**About this exercise**: Carry on the passage about D1 degradation and photosystem two repair, starting after its last sentence.

**Passage to read**:
________________
The molecular basis of D1 degradation and photosystem two repair

Plant growth is exquisitely sensitive to the intensity of light in the environment. At low light intensities, growth is limited because of insufficient light to drive photosynthesis. At higher intensities, growth becomes inhibited because of the damaging effects of light on the photosynthetic apparatus found in the chloroplast. This phenomenon of photoinhibition has a profound effect on crop yields especially when plants are subjected to high light in combination with other stress conditions such as heat and water stress. One of the targets of light damage in the chloroplast is the photosystem two complex, which is involved in water oxidation and photosynthetic electron transport, and in particular the D1 protein. Plants have developed a repair mechanism to replace damaged D1 by a newly synthesised copy. Under most conditions this repair mechanism allows PSII activity to be maintained. However at high light intensities the rate of repair is unable to match the rate of damage to PSII and under these conditions there is a net loss of PSII activity and photosynthetic performance. In principle, improving the repair mechanism is one route by which more light-resistant plants can be generated. As yet the molecular details of PSII repair are unclear, especially the process by which damaged D1 is removed from the membrane. Recently we discovered the identity of a particular class of protease (FtsH proteases) that was needed for D1 degradation. We have also discovered that the N-terminus of D1 is important for D1 degradation in cyanobacteria, which are closely related to chloroplasts. This has led us to postulate a mechanism for D1 degradation that involves the recognition of the N-terminus of damaged D1 by the FtsH protease. Our hypothesis is at odds with the current model in the scientific literature. In this proposal we have designed a series of experiments to differentiate between the two models. Ultimately the results of this work will provide a clearer picture of PSII repair in plants.
________________
**Study material**:
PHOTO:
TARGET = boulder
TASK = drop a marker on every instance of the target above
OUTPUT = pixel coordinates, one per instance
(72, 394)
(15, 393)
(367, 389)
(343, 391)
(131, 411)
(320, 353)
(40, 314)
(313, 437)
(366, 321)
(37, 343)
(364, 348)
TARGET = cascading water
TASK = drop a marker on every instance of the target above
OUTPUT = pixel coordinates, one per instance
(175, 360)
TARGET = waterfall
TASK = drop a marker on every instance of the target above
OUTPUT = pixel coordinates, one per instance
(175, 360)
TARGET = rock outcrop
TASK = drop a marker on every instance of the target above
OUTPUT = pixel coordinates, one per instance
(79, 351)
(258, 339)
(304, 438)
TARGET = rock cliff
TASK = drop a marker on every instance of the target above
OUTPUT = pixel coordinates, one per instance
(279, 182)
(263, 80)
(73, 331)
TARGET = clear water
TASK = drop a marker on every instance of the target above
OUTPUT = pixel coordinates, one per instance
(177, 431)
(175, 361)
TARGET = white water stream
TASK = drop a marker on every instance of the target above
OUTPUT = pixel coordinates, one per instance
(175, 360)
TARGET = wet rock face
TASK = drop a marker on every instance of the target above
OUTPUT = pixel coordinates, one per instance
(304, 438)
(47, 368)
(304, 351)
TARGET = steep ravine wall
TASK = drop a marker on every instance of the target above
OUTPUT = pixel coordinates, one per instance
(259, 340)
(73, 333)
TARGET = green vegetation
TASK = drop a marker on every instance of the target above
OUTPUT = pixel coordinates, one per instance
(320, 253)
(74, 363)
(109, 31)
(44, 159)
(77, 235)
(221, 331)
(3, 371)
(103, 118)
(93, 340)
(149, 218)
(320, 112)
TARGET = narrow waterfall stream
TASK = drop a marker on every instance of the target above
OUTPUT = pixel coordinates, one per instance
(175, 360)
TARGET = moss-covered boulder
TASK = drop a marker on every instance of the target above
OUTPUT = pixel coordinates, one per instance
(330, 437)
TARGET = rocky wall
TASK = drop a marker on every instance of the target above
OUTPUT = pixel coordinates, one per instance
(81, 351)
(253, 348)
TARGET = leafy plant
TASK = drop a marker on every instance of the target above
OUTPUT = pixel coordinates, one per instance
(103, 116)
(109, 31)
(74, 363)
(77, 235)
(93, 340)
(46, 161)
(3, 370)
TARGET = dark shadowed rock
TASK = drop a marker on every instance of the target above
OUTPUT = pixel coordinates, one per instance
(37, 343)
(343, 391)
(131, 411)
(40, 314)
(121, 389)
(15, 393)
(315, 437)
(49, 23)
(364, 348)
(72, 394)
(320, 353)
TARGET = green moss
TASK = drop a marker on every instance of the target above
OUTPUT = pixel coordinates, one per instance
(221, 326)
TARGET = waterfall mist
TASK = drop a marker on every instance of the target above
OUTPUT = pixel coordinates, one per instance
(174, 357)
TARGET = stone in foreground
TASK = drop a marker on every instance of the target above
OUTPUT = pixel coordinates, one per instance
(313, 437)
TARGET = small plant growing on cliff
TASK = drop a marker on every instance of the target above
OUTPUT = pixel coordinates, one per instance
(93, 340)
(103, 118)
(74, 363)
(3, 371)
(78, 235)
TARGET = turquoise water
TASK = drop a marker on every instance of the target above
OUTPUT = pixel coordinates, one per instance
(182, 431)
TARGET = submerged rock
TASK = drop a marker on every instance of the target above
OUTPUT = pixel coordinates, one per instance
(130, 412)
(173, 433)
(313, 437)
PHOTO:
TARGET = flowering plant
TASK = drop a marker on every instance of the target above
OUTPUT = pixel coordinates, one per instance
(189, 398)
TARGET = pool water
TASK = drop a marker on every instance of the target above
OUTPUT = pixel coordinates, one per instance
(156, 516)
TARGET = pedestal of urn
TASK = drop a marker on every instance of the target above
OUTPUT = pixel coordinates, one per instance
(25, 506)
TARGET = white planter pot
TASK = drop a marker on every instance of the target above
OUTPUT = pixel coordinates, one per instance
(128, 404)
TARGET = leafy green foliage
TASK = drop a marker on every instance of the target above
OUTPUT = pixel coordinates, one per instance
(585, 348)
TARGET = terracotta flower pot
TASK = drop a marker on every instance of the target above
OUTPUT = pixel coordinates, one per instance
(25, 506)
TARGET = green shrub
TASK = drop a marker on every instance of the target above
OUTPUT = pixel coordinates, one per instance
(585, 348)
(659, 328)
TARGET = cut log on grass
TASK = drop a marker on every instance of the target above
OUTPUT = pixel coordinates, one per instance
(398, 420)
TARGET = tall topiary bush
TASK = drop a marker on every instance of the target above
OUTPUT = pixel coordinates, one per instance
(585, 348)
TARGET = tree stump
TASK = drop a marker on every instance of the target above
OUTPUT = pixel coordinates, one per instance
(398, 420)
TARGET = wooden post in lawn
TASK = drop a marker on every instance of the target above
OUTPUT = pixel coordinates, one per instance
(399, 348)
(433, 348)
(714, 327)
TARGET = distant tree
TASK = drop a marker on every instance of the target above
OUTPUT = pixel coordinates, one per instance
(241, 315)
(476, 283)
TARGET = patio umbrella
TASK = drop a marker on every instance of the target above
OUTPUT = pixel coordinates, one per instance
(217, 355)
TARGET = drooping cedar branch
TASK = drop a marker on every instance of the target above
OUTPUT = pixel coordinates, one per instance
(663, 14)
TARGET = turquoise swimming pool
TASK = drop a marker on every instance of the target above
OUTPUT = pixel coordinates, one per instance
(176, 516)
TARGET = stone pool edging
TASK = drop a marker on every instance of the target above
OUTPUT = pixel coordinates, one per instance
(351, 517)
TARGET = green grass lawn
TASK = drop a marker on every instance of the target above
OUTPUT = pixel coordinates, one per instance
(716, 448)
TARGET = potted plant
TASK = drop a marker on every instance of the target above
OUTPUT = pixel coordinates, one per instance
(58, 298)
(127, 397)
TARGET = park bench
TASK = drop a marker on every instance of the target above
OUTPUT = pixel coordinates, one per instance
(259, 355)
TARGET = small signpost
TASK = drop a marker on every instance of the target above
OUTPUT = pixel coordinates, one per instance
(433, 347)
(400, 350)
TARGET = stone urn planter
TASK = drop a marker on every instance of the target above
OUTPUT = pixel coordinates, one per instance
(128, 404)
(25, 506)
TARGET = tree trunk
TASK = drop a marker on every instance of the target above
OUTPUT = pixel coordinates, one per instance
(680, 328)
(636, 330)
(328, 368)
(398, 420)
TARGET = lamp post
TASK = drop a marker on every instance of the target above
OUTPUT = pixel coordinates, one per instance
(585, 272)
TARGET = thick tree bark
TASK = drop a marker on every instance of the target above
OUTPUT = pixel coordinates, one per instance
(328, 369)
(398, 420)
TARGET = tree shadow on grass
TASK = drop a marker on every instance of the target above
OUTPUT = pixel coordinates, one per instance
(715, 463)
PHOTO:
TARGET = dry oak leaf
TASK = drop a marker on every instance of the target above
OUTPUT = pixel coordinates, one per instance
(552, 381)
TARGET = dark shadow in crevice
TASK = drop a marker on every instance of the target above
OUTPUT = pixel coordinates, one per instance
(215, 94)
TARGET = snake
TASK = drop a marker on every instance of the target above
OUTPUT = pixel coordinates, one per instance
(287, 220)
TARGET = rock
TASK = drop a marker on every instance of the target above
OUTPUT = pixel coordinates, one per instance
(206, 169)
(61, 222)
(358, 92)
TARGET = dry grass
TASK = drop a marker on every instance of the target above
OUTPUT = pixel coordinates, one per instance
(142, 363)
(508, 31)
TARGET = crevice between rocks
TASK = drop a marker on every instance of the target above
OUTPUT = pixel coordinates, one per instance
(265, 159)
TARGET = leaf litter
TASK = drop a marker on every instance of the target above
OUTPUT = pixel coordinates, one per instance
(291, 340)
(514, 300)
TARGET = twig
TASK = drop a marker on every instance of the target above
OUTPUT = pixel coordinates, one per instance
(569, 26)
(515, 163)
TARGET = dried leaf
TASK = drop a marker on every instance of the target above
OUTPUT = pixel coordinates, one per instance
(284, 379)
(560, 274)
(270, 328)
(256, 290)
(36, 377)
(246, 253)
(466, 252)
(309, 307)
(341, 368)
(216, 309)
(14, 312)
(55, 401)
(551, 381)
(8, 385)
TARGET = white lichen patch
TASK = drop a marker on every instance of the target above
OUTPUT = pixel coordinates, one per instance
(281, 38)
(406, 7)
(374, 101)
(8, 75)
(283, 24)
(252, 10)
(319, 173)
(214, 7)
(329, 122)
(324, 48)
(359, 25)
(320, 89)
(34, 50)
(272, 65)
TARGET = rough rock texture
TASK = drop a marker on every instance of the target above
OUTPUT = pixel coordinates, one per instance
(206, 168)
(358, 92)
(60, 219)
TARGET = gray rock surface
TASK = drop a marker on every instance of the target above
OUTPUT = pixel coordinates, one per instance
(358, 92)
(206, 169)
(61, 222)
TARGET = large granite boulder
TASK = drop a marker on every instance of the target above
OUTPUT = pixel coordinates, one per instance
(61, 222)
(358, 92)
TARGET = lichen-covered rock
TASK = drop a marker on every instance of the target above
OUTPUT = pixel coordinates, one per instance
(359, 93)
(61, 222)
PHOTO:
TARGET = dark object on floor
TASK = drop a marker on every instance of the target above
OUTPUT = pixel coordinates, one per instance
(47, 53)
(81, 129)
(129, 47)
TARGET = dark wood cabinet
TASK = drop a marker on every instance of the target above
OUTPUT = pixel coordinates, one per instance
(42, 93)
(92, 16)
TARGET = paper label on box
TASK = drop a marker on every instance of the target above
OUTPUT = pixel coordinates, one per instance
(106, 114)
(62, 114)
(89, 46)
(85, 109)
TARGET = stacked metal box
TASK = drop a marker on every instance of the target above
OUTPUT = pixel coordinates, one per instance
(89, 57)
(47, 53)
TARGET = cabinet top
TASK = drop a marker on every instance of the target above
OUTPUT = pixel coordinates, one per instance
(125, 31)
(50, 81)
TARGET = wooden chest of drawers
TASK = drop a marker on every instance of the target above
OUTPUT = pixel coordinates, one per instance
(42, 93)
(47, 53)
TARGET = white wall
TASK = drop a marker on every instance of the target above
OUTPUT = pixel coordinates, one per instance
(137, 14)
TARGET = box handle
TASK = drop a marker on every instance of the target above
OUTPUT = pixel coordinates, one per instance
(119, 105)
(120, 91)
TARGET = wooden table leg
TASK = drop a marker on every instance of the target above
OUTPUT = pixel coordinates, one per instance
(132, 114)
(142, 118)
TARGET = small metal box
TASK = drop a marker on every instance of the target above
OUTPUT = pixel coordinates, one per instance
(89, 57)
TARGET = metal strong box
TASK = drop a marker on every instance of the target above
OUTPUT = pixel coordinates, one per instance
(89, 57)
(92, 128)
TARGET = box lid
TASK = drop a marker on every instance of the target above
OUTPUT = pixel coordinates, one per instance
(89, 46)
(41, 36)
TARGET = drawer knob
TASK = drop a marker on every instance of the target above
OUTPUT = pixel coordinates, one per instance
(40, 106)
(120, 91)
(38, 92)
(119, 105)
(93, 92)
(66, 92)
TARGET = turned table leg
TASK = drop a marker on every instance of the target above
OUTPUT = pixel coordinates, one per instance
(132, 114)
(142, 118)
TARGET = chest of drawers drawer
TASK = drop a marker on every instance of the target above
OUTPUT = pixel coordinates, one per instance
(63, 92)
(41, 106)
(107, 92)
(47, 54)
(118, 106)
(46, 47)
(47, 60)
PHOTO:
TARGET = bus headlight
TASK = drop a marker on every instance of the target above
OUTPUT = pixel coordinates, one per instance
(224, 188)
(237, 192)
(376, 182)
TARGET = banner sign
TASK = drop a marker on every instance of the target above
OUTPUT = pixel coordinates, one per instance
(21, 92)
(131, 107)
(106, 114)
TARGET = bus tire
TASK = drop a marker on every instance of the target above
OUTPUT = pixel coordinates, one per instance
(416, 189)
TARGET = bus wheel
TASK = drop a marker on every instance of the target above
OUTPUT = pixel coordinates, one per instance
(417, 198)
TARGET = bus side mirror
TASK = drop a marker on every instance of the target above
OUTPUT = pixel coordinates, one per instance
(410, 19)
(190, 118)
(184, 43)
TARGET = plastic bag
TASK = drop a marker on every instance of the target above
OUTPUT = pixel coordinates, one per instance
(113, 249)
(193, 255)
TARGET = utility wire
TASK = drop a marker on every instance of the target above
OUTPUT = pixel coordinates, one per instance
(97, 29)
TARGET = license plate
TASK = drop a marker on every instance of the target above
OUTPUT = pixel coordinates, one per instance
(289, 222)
________________
**Final answer**:
We have recently proposed an 'FtsH-only' model for the degradation of damaged D1 protein during repair of the photosystem two complex in vivo. The 'FtsH-only' model, which is now supported by a variety of published and unpublished data, predicts that hetero-oligomeric FtsH complexes degrade full-length damaged D1 in a highly processive reaction initiated from the N-terminus. In contrast, the earlier DegP2/FtsH model predicts that D1 is first cleaved by the DegP2 protease into 23-kDa N-terminal and 10-kDa C-terminal fragments, which are then degraded by FtsH. The overall aim of this proposal is to test these two models and to investigate the role of the N-terminal region of D1 and N-terminal D1 phosphorylation in D1 degradation in chloroplasts. Objectives are to: (1) test the physiological significance of DegP2 for PSII repair in vivo using T-DNA-tagged lines of Arabidopsis thaliana in which DegP2 is non-functional (2) test the importance of the N-terminal region of D1 for D1 degradation in site-directed mutants of Synechocystis 6803 and tobacco (3) test the physiological importance of D1-Thr2 phosphorylation in chloroplasts (4) establish an in vitro system for assaying FtsH-mediated degradation of damaged D1.